MPLS in access networks enables high-value services

Jan. 1, 2005

MPLS technology first emerged within the communications industry for IP core networks based on Layer 3 IP router infrastructures, mainly as a mechanism to provide flow-based traffic engineering and more recently to deliver virtual-private-network (VPN) capabilities. Today’s IP/MPLS core packet data infrastructures are ubiquitous, delivering efficient sharing of network resources with guaranteed end-to-end performance.

Reacting to the high growth of data and packet traffic and lower price per bit, network operators are using the capabilities of MPLS to migrate their core data packet networks toward a converged multiservice paradigm, integrating disparate technologies such as ATM, Frame Relay (FR), and Ethernet, while continuing to support IP. Such a common network will realize significant cost savings in network equipment and the simplification of network engineering and operations. Such significant reductions in operational (opex) and capital expenses (capex) are required for profitability. In particular, the domination of opex within the service lifecycle mandates a reduction in the number of network layers and technologies and end-to-end managed services.

Increasingly MPLS is starting to be extended toward the metro- andaccess-network segments to extend the benefits realized in the core and provide a true end-to-end architecture for the delivery of packet data services.

The network requirements for the access and metro segments of the network differ significantly from the core in a number of key areas (see Table). Salient differences include: ring (or hub) physical architectures versus mesh topologies; multiservice versus single-service network platforms; and the number of individual customer flows, which leads to a requirement for aggregation.

Legacy access and metro networks deployed during the 1980s and ’90s to deliver circuit-based voice and leased-line services were constructed from SONET/SDH ring hierarchies but are not the optimal architecture to efficiently deliver emerging bursty packet-based data traffic. The development of new data-centric technologies on SONET/SDH multiservice platforms like generic framing procedure (GFP), virtual concatenation (VCAT), and link capacity adjustment scheme (LCAS) have gone some of the way toward addressing this issue-but their impact is limited. Network operators do, however, gain some key features from existing SONET/SDH metro networks, such as sub-50-msec network restoration and extended performancemonitoring/operations, administration, and maintenance (OAM) tools.

To achieve an end-to-end architecture for the delivery of next-generation IP and Ethernet services to end users, advanced functions that provide efficient and resilient transport, aggregation, and switching of many packet data technologies need to be embedded into access and metro transport networks. Service providers must be able to guarantee performance and service-level agreements (SLAs) for applications as diverse as Internet access, video distribution, and voice over IP. In addition, the network needs to provide scalability, fair resource sharing under network congestion, and the key values of resilience and OAM in both ring and mesh topologies.

Enter MPLS, which acts as a “glue” to converge disparate technologies and traffic types within access and metro networks as well as provide a common technology to integrate with the core packet data network.

MPLS in access and metro networks provides simplicity and support, via encapsulation, of virtually all network protocols. It also has a number of other technical advantages:

Transport layer independence. MPLS can ride over virtually any transport technology, including SONET/SDH, Ethernet over fiber, and resilient packet ring.

Interoperability among network layers, architectures, and vendors. MPLS provides a common protocol for access, metro, and core networks, enabling services to be transported end-to-end across many different network segments and architectures with common quality of service (QoS) and OAM capabilities.
━━━━━━
* [Work to complete]: Could you reproduce the MPLS article starting with "Transport layer independence." and going on through "resilient packet ring.", renaming "resilient packet ring" as "RPR"? The material has nothing to do with the MPLS article.

* [Data lines]:
━━━━━━
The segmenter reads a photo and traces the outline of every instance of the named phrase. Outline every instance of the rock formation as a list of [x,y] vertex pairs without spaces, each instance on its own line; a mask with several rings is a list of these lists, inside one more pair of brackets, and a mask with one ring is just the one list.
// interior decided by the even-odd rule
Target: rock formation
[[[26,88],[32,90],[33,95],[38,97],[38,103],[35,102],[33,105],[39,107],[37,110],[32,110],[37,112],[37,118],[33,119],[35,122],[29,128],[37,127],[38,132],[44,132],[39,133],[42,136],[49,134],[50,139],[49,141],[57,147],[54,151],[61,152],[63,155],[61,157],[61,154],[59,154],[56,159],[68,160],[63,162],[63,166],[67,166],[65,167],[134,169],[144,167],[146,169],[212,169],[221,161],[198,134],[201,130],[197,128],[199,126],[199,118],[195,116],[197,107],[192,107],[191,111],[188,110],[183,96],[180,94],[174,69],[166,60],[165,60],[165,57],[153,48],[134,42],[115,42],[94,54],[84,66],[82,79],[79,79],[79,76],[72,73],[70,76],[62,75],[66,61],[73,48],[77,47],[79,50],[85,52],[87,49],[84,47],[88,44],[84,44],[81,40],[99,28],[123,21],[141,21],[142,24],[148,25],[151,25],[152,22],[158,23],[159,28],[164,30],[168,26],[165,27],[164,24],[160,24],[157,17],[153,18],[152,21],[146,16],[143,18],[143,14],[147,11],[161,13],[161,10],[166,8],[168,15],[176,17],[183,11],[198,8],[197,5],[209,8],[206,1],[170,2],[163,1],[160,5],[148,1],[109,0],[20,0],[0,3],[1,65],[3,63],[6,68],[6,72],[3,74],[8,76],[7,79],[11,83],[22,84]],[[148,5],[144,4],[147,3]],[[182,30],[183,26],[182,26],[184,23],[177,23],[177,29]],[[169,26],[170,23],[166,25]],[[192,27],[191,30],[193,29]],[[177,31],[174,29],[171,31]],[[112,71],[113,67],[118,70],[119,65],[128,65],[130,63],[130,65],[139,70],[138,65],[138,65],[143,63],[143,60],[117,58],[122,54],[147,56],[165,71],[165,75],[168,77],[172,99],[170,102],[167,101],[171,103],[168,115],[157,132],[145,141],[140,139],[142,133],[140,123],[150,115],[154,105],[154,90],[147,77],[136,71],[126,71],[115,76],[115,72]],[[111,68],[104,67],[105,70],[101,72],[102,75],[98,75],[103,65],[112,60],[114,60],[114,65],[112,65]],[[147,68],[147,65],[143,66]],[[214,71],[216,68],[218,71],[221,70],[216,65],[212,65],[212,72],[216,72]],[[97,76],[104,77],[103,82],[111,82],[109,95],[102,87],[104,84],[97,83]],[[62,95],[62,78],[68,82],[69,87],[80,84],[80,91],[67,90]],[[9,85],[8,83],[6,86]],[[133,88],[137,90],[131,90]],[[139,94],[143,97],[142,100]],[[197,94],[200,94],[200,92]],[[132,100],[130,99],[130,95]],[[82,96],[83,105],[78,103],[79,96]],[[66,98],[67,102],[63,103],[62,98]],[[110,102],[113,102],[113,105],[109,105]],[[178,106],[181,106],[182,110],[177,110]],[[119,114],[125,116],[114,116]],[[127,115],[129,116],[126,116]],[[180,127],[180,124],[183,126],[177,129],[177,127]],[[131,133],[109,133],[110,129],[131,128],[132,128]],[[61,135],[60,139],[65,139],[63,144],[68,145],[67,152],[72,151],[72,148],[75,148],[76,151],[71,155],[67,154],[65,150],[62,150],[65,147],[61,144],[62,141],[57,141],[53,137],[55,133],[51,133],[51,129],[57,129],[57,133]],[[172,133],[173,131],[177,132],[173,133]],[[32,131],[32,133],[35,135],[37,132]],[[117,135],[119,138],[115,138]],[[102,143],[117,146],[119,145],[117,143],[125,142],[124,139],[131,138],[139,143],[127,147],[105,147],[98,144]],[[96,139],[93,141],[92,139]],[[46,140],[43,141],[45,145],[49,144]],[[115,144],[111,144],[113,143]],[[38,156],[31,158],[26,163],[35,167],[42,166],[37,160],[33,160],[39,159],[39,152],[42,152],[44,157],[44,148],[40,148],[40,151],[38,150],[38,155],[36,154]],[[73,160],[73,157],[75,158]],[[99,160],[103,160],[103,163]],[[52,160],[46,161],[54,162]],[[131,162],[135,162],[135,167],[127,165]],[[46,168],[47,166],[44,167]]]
━━━━━━
* [Full response]:
Transport layer independence. MPLS can ride over virtually any transport technology, including SONET/SDH, Ethernet over fiber, and RPR.